> **Selection**:
● ● ● ● ●
Summary of this case from Missouri, K. T. Ry. of Texas v. NorrisOpinion
Decided January 22, 1908.
1. — Death — Measure of Damage — Charge.
Upon the measure of damages and the matters to be considered and not to be considered by the jury in estimating the damages in an action for the death of the husband and father of the plaintiffs, the main charge of the court and a special charge requested by the defendant, considered, and held that the main charge included the matters specified in the special charge and that the court did not err in refusing to give the special charge.
2. — Pleading — Misnomer of Defendant Cured by Answer.
In an amended petition the defendant was described by an abbreviation of its name; the defendant filed an answer to said amended pleading giving its full and correct name. Held, that if the amended pleading did not sufficiently identify the defendant, the defect was cured by the answer.
3. — Joint Tortfeasor — Verdict — Construction.
In an action for damages against an electric light company and a telephone company the jury expressly found both of the defendants guilty of negligence causing the damages, "and therefore assess the damages at $5,000, or, in other words, $2,500 each of the companies, proportioned as follows," giving to each of the plaintiffs a certain proportion of the $5,000 and assessing one half of such portion against each defendant. Held, that so much of the verdict as undertook to apportion the damages between the defendants should be treated as surplusage, and a judgment should be rendered for each plaintiff against both defendants for the full amount of damages fixed by the verdict for him or her.
4. — Negligence — Active and Passive — Joint Liability.
Where a telephone company was guilty of negligence in fastening a guy wire to a post belonging to an electric light company, and the electric light company was guilty of negligence in permitting the wire to remain there, both companies were liable and each company was liable for the full amount of the damages resulting from such negligence.
● ● ● ● ●
(Location identification records)

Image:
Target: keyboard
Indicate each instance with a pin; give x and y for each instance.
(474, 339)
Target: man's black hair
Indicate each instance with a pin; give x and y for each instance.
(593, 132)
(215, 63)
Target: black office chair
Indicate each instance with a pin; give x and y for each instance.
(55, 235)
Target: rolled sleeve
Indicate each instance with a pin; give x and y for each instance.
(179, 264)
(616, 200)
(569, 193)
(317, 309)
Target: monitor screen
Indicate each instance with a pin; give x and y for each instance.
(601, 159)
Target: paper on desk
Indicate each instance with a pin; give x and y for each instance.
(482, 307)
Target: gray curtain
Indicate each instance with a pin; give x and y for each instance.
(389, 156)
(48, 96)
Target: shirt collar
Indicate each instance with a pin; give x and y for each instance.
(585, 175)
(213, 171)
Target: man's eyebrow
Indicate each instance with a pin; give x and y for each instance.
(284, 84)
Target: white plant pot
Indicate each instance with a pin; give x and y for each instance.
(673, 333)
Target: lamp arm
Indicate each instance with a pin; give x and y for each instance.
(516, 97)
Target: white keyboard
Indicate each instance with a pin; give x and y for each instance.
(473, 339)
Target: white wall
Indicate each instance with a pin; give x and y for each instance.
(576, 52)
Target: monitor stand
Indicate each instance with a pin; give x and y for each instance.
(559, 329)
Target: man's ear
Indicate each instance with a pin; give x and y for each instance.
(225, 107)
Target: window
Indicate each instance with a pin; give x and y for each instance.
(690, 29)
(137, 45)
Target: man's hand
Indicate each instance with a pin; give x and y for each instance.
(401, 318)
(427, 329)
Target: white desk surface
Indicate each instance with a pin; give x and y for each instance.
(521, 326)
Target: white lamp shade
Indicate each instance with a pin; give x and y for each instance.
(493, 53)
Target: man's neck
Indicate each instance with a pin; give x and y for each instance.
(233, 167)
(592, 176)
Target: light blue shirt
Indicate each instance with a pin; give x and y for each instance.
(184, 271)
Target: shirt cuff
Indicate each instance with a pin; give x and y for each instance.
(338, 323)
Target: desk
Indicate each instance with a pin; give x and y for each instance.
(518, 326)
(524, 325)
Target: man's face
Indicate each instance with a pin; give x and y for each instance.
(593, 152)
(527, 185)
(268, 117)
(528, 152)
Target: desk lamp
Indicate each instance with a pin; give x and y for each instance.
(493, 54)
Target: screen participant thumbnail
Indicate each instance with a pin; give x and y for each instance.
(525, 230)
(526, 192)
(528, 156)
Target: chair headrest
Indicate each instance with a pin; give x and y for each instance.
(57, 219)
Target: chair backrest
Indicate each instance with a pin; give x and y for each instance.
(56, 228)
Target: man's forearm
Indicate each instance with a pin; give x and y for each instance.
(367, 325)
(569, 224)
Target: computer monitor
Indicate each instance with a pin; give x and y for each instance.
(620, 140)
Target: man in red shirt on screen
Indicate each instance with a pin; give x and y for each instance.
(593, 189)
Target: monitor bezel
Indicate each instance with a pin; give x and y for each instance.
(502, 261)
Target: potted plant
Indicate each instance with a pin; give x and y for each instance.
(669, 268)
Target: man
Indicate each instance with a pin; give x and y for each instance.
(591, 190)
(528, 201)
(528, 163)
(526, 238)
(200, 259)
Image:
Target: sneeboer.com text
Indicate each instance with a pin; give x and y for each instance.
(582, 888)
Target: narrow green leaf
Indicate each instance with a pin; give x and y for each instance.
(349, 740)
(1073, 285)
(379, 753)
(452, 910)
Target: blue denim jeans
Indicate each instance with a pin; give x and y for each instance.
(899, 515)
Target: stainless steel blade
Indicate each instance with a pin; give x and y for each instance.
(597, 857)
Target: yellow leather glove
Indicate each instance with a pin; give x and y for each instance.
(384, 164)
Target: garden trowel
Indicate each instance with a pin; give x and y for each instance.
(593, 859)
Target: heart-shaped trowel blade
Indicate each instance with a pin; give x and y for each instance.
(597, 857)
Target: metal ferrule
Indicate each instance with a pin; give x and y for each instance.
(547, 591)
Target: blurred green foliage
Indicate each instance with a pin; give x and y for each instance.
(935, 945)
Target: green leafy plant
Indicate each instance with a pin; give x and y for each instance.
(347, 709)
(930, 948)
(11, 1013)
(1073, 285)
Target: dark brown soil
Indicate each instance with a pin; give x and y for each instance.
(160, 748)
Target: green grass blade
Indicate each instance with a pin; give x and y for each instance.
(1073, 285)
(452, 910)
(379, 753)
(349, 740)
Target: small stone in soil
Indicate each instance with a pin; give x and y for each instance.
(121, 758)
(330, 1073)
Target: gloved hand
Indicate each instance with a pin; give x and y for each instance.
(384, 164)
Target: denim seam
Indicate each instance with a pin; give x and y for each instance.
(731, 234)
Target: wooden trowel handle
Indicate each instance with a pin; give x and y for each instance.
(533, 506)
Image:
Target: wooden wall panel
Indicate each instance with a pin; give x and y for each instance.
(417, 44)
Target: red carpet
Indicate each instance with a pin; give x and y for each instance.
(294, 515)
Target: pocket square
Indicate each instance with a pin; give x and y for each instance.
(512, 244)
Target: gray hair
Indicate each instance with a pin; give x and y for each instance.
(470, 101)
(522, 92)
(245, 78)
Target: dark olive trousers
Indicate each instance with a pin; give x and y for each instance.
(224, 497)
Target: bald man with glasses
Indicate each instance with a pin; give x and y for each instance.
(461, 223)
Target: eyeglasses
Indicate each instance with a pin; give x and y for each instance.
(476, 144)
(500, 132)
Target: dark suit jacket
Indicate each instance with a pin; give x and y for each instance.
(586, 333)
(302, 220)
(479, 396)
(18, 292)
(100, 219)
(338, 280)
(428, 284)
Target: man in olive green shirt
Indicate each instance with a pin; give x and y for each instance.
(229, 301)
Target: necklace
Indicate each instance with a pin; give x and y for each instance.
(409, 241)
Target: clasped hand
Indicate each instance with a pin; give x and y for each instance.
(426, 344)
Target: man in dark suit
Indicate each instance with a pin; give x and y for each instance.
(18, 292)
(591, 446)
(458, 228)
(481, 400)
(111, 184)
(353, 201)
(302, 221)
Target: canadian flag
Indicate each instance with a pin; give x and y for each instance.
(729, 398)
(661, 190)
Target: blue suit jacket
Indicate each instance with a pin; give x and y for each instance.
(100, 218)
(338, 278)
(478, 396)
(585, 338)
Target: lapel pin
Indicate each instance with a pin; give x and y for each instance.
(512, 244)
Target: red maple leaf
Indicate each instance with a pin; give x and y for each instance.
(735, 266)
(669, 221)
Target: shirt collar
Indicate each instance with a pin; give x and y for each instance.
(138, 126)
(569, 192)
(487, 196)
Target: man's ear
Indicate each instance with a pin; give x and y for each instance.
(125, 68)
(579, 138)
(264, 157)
● ● ● ● ●
> **Requirement**:
Translate into Spanish the following sentence from the case summary: "Held, that if the amended pleading did not sufficiently identify the defendant, the defect was cured by the answer."

> **Task solution**:
Se resolvió que, si el escrito enmendado no identificaba suficientemente a la parte demandada, el defecto quedó subsanado por la contestación.